→ **EXERCISE REQUIREMENTS**
**1)** In the slides on causality and advertising, what term describes ad profit that counts only customers who would not have purchased otherwise?
**2)** From the slides on causality and advertising, reproduce the passage that opens with the words containing "Examples, fallacies and" and closes with "session attributes, ...", substituting "characteristics" for each "attributes".

→ **SOURCE DOCUMENT**

** BEGIN **

Causality & Advertising

UCSD MGTA 451-Marketing

Kenneth C. Wilbur

Advertising

Some introductory and motivating facts

  • Typical net margin: 8-10% (see Damodaran)

        - So modal firm could increase EBITDA 28-35% by dropping ads: (8+2.83)/8=1.35
        - Or could it? What would happen to revenue?

Toy economics of advertising

  • Suppose we pay $20 to buy 1,000 digital ad OTS. Suppose 3 people click, 1 person buys.

  • Ad profit > 0 if transaction margin > $20

        - But we bought ads for 999 people who didn't buy
  • Or, ad profit > 0 if CLV > $20

        - Long-term mentality justifies increased ad budget  
  • Or, ad profit > 0 if CLV > $20 and if the customer would not have purchased otherwise

        - This is "incrementality"
        - But how would we know if they would have purchased otherwise?
  • Ad effects are subtle–typically, 99.5-99.9% don’t convert–but ad profit can still be robust

        - Ad profit depends on ad cost, conversions, margin, objective formulation

Causality

Examples, fallacies and motivations

  • Suppose 10 outcomes, 1000 predictors, N=100,000 obs

        - Outcomes might include visits, sales, reviews, ...
        - Predictors might include customer attributes, session attributes, ...

** END **

→ **PROVIDED MATERIAL**
** BEGIN **

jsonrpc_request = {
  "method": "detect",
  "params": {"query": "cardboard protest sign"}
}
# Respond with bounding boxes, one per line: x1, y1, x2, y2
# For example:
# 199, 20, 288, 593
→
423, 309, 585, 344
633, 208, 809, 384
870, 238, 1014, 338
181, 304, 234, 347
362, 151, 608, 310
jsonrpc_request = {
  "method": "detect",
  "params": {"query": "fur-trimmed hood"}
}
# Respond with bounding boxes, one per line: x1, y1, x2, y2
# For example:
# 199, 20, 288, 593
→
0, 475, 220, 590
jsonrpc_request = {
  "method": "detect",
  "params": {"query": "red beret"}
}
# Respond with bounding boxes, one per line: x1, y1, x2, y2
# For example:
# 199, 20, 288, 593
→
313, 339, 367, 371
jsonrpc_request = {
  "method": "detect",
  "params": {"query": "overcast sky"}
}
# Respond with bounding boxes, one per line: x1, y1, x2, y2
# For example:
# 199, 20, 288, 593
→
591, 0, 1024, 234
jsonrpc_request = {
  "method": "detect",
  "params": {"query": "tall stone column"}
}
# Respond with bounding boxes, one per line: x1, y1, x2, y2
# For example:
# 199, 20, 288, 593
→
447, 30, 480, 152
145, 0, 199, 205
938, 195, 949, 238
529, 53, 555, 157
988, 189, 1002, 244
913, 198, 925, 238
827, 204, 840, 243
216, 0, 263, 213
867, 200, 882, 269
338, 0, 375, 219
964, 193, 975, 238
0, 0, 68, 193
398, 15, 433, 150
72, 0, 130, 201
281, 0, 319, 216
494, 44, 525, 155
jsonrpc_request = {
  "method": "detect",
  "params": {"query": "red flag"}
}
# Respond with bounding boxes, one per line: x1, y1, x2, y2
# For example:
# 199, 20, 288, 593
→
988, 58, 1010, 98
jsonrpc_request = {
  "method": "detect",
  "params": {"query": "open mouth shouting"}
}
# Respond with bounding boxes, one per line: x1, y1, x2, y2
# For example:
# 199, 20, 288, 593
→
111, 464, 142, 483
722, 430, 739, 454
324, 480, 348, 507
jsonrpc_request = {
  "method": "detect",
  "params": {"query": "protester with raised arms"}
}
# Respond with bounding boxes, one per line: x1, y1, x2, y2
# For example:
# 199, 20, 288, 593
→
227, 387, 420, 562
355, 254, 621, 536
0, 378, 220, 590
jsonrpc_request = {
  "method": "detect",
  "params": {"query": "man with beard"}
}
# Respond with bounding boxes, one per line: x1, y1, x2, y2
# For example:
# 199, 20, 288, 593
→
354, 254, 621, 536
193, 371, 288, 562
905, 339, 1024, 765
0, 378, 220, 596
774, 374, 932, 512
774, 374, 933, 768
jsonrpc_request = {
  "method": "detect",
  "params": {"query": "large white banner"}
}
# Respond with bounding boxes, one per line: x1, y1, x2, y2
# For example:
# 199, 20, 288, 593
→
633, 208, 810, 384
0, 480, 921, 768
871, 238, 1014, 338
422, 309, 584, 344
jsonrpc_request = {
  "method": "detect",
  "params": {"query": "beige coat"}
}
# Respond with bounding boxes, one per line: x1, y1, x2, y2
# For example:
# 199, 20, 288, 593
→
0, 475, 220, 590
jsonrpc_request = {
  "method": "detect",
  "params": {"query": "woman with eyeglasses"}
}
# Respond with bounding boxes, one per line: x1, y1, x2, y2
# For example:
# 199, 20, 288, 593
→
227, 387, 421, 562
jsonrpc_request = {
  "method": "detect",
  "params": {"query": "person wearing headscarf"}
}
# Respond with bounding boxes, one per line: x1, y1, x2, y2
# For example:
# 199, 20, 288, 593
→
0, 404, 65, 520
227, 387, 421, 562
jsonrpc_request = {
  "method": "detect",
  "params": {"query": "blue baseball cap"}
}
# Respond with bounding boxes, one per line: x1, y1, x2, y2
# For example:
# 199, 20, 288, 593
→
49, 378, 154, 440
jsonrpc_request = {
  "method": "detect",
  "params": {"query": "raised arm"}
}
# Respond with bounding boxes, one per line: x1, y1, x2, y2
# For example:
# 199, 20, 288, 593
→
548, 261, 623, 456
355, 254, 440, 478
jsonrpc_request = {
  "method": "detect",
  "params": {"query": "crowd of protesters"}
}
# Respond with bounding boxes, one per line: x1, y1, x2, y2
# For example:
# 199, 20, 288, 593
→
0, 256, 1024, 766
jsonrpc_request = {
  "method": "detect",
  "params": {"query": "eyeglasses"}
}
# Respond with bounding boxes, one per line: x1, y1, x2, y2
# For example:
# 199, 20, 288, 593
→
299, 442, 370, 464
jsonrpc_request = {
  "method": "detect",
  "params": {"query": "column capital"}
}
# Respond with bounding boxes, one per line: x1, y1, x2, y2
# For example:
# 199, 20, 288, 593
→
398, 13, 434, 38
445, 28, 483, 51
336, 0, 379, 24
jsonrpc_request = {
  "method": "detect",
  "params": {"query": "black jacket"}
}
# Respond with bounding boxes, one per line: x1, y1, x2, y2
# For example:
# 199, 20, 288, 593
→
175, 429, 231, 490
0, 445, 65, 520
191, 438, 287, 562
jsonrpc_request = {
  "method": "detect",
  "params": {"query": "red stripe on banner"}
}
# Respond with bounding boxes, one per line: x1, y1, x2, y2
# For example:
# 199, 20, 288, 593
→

** END **

→ **ANSWERS FOR THIS EXERCISE**
**1)** Incrementality.

**2)**
Examples, fallacies and motivations

  • Suppose 10 outcomes, 1000 predictors, N=100,000 obs

        - Outcomes might include visits, sales, reviews, ...
        - Predictors might include customer characteristics, session characteristics, ...